(Beginning of EXCERPT)
8 Men and a Duck charts the hilarious and unnerving Pacific voyage as it rolls between waves of high drama and high farce: from the five-day launch off a Chilean beach, to the bungled phone call that triggered a naval rescue alert, to the sad fate of Pedro the duck, to the constant race against the inexorable sinking of the soggy hull.
On a fateful South American bus trip, journalist Nick Thorpe overheard some fellow passengers discussing an improbable plan to sail 2,500 miles from northern Chile to Easter Island on the Viracocha—a boat made of reeds. The crew's aim in reviving this pre-Incan boat-building technology was twofold: to reopen the controversial migration theories of Thor Heyerdahl, who sailed his boat the Kon-Tiki from Peru to Polynesia in 1947, and to have one heck of an adventure in the process. Thorpe talked his way on board Captain Phil Buck's Viracocha only to find himself plagued by uncertainty. Why did the crew include a tree surgeon, a jewelry salesman, and two ducks? What happened to the navigator? Did anybody actually know how to sail? And, most important, where was the life raft?
(End of EXCERPT)
(Beginning of SUPPLIED DATA)
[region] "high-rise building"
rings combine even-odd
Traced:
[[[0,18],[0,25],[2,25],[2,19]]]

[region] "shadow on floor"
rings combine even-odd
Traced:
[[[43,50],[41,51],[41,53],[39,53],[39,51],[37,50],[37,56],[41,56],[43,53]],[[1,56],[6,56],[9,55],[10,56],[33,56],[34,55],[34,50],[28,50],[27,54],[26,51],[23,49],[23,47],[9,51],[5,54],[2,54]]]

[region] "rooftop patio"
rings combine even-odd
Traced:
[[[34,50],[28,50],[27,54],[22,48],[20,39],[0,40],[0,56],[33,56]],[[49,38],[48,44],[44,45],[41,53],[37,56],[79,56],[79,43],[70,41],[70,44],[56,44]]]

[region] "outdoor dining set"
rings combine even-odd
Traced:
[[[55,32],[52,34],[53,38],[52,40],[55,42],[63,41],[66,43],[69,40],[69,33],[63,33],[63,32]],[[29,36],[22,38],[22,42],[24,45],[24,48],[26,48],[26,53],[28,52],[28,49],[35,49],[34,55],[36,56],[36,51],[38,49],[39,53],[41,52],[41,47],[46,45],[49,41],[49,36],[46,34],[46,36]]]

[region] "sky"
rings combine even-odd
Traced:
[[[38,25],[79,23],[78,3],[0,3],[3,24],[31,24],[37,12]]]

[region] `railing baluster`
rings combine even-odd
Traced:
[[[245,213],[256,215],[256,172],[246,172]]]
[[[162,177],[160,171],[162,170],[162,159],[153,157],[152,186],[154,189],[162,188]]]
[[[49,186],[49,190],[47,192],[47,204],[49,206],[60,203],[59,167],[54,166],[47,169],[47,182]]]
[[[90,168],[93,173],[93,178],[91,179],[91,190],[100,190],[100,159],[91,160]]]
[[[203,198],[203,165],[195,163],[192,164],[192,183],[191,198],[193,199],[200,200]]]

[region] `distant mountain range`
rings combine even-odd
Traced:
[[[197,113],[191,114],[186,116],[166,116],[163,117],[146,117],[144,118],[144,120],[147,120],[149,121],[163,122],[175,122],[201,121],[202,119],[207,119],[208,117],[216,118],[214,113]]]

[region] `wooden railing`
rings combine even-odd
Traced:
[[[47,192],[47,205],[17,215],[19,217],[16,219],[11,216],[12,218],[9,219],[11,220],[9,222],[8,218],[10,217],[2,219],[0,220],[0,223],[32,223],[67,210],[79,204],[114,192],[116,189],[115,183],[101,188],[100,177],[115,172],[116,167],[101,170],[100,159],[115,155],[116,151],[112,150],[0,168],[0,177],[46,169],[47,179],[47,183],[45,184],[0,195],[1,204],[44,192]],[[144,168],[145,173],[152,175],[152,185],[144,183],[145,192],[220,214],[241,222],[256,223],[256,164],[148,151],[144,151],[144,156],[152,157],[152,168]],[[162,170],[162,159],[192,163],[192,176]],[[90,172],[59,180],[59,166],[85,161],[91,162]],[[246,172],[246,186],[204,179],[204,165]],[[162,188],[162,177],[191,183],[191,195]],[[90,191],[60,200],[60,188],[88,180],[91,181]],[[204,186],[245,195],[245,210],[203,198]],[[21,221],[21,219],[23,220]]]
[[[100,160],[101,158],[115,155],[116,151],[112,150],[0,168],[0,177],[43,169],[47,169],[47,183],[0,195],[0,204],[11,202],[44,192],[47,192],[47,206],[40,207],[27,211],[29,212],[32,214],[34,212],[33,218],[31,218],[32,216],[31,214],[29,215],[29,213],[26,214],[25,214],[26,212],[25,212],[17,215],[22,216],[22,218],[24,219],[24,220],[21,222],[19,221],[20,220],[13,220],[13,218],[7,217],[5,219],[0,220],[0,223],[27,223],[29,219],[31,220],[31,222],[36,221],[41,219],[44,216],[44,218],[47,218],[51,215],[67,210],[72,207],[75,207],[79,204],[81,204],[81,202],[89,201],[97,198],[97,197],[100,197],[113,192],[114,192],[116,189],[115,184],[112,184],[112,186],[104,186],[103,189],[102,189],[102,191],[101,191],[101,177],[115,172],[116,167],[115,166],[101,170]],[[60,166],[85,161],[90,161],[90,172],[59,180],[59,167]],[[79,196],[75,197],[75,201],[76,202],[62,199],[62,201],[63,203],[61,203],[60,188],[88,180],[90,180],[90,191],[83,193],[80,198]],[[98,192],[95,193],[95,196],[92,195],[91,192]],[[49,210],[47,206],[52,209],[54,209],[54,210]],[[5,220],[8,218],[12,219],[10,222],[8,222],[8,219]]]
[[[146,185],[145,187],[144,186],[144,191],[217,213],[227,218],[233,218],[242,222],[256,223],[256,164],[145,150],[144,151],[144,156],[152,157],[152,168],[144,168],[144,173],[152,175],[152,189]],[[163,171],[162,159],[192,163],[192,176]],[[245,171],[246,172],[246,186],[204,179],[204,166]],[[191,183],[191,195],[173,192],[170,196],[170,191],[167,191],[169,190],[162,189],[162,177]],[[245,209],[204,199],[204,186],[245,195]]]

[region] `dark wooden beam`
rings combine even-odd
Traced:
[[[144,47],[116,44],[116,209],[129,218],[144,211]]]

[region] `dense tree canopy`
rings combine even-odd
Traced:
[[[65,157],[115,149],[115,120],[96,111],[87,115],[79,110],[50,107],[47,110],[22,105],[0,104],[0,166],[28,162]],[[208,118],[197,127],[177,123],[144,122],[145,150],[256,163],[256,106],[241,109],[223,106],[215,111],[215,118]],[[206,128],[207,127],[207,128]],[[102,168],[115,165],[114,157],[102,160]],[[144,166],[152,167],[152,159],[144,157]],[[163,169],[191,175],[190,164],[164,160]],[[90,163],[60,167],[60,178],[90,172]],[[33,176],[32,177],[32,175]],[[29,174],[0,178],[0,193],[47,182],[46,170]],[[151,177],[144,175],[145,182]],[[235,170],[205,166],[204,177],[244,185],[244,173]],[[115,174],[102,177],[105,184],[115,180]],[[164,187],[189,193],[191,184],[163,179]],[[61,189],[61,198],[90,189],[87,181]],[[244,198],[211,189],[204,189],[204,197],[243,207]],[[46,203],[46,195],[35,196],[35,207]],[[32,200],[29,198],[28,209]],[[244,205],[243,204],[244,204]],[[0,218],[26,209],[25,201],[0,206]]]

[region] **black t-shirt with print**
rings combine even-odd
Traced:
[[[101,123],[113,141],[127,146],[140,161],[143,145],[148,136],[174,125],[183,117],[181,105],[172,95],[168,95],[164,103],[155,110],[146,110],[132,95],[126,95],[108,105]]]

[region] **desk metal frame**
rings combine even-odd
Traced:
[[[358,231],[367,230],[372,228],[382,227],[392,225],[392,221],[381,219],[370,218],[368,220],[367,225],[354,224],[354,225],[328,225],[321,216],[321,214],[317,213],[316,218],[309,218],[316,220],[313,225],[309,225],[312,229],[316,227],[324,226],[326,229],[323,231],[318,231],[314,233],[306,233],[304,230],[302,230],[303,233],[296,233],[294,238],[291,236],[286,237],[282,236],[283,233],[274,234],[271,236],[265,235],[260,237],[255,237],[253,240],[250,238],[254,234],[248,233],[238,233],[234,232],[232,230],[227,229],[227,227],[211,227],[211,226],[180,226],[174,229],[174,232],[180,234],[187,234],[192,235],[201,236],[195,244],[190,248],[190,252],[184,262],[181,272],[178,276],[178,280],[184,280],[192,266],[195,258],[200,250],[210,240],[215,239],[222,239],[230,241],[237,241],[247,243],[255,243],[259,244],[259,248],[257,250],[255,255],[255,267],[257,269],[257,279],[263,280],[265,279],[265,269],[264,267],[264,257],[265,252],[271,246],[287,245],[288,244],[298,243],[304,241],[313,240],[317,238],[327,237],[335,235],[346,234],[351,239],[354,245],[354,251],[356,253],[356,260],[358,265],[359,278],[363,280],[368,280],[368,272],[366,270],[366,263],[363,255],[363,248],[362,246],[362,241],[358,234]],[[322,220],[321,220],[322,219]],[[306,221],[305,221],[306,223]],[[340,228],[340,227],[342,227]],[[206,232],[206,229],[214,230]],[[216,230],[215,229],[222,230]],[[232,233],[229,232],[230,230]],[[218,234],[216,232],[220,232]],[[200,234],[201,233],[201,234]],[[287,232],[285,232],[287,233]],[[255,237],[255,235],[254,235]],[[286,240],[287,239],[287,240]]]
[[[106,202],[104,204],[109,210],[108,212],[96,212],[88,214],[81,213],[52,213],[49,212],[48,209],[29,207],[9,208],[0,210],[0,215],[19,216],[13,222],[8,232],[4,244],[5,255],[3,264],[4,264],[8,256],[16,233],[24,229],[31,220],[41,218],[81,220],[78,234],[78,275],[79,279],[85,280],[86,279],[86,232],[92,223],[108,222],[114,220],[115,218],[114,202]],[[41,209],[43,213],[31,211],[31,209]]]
(End of SUPPLIED DATA)
YOUR INSTRUCTIONS:
Using the book description above, answer each question briefly:
(a) How many days did the launch off the Chilean beach take?
(b) What was the Viracocha made of?
(c) In what year did Thor Heyerdahl sail the Kon-Tiki from Peru to Polynesia?

RESULT FOR THIS TASK:
(a) Five days.
(b) Reeds.
(c) 1947.